*** Opening of INPUT FOR THIS TASK ***

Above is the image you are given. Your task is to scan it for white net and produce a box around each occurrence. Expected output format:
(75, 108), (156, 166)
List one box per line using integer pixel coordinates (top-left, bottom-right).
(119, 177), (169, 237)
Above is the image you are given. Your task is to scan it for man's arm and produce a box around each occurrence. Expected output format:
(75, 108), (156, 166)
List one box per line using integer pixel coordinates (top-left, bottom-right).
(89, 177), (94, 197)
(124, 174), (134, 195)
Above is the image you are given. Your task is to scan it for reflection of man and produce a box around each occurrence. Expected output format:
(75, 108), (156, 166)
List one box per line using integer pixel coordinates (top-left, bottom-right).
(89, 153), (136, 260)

*** Close of INPUT FOR THIS TASK ***

-- WORK REQUIRED --
Please set down the entire listing once more, exactly as it stands.

-- RESPONSE AREA --
Above is the image you are given. Your task is to scan it for white net and produce a box around each occurrence. Expected output format:
(75, 108), (156, 166)
List one box per line using integer pixel coordinates (top-left, bottom-right).
(119, 177), (169, 237)
Above is the image you are given. Your task is to scan it for man's arm and produce a box around each occurrence. Expected output format:
(75, 108), (156, 166)
List one box per line using integer pixel coordinates (top-left, bottom-right).
(89, 177), (94, 197)
(124, 174), (134, 195)
Above is the image you are given. Your task is to scan it for reflection of man and produce a box around each occurrence. Expected output format:
(75, 108), (156, 166)
List one box per line using integer pixel coordinates (top-left, bottom-right).
(89, 153), (136, 260)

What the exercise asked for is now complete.